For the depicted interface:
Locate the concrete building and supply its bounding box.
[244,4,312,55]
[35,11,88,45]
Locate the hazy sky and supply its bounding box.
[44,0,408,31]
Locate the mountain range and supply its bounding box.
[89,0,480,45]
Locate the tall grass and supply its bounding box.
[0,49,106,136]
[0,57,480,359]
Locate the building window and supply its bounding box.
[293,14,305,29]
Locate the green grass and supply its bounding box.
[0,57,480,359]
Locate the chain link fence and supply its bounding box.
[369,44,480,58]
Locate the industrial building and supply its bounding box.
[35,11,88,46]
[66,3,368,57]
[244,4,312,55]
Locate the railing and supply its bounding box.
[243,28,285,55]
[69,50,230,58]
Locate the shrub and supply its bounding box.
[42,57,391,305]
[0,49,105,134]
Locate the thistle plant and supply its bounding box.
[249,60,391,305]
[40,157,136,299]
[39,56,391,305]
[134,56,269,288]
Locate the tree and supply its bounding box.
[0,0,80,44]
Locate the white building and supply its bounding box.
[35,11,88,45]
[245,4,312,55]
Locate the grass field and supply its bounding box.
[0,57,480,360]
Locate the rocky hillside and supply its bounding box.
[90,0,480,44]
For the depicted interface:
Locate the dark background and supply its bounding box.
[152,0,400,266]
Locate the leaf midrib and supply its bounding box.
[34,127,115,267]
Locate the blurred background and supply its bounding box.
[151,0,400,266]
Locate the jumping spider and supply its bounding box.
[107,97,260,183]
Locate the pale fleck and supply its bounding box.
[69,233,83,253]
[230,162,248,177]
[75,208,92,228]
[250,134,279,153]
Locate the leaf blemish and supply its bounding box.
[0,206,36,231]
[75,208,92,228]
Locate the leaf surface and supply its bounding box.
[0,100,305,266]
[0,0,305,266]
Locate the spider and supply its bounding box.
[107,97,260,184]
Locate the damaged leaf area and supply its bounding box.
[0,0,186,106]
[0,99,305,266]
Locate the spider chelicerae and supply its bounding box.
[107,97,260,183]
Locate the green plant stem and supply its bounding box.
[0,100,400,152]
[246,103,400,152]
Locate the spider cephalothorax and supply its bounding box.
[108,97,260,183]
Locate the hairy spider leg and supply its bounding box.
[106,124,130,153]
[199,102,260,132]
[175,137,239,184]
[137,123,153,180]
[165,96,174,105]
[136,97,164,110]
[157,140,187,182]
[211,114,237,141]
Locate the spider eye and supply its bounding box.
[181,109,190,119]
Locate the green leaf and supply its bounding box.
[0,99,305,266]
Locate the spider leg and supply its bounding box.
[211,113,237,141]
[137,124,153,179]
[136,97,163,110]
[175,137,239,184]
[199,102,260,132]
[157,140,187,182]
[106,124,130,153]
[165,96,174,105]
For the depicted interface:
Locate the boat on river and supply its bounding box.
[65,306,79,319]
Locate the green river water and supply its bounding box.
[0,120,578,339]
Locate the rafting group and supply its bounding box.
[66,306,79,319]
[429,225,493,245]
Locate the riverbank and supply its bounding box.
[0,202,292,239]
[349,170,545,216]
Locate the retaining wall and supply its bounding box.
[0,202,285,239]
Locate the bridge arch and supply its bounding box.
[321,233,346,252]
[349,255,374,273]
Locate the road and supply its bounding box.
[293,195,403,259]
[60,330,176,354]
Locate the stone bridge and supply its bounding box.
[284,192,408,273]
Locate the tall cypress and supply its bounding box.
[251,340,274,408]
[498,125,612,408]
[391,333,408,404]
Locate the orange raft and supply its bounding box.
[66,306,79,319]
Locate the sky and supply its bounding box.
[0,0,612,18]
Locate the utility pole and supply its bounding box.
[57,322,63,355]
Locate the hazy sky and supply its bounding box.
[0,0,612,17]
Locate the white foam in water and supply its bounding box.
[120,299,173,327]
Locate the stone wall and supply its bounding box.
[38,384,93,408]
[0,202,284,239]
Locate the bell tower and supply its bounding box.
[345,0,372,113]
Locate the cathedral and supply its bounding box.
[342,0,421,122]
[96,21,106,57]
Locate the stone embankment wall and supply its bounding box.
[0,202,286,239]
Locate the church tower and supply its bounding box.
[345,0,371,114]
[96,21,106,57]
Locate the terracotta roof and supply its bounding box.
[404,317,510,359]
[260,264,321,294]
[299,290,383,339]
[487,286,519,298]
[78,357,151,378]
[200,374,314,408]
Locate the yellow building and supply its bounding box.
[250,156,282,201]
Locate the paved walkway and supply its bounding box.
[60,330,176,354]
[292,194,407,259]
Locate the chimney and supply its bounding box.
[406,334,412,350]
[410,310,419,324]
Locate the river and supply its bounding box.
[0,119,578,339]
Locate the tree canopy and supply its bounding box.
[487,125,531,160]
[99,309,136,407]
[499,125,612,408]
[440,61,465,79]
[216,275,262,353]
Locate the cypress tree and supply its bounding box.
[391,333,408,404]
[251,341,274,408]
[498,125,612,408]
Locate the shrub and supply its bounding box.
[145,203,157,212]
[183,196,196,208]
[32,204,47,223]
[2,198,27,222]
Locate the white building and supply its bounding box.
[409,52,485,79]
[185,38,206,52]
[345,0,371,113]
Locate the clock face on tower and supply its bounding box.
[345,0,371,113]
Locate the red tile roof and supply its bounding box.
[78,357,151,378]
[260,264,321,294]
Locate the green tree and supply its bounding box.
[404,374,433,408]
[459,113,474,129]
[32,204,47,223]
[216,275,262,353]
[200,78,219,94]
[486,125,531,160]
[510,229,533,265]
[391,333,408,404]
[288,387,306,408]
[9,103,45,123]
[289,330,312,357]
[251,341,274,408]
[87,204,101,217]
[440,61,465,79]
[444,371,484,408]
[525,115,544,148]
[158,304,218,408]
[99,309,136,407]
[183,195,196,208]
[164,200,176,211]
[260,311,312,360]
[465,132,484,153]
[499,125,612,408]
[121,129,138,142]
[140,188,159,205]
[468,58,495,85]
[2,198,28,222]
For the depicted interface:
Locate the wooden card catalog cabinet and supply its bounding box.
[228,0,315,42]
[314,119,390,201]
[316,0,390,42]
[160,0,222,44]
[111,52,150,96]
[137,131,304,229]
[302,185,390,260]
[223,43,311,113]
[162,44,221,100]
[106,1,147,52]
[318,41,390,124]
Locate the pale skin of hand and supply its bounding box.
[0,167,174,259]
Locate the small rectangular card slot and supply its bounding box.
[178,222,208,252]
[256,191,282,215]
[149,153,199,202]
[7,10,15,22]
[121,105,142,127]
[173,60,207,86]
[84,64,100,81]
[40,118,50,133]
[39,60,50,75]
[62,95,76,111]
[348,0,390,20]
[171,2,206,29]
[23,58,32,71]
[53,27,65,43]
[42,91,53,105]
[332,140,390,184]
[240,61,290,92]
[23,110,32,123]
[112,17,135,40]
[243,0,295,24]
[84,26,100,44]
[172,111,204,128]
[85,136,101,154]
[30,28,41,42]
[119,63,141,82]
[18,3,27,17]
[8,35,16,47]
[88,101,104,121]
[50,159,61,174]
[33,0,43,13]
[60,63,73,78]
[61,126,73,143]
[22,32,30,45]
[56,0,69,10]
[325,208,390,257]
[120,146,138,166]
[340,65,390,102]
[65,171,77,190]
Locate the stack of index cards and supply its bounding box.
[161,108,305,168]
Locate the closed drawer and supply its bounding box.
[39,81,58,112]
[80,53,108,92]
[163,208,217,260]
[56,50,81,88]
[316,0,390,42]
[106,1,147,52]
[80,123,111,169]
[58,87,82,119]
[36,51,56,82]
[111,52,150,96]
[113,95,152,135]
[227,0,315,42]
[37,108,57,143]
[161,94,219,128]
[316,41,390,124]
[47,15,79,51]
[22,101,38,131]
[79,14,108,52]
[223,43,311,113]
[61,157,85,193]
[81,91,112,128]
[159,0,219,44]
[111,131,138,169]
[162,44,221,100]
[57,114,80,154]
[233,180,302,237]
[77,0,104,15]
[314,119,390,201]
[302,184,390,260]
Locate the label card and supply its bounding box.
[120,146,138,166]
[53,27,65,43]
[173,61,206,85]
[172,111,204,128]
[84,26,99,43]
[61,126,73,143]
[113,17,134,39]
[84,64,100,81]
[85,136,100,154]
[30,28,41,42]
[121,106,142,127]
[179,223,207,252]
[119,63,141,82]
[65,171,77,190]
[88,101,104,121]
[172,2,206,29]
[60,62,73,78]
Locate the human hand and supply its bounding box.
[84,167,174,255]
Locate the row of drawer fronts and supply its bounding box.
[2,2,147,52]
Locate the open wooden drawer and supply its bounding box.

------------------------------------

Starting with the first line of the records and going on through the line with "[0,0,80,44]", write every line out again, requests included. Multiply each bounding box coordinate in the answers by 0.45 and round it to a whole number, with halves rounded up.

* [SOLUTION FOR THIS PROBLEM]
For the depicted interface:
Locate the concrete building and supply its bounding box.
[110,2,140,25]
[16,5,40,20]
Locate the hazy sky and supply its bounding box.
[20,0,184,14]
Locate the mountain range and supply its bounding box.
[40,0,216,20]
Locate the tall grass and supply its bounding box.
[0,22,48,61]
[0,26,216,162]
Locate the building window and supply its bounding box.
[132,6,137,13]
Locate the green grass and supply its bounding box.
[0,26,216,162]
Locate the chain link fence and supply its bounding box.
[166,20,216,26]
Locate the industrial building and supply its bounding box.
[16,5,40,21]
[30,1,166,26]
[110,2,140,25]
Locate the railing and supply its bounding box.
[109,13,128,25]
[31,23,104,26]
Locate the shrub and supply its bounding box.
[19,26,176,137]
[0,22,47,60]
Locate the thistle plant and supply its bounding box.
[112,27,176,137]
[18,71,61,135]
[18,25,176,137]
[60,25,121,130]
Locate the tree and supply its bounding box.
[0,0,36,20]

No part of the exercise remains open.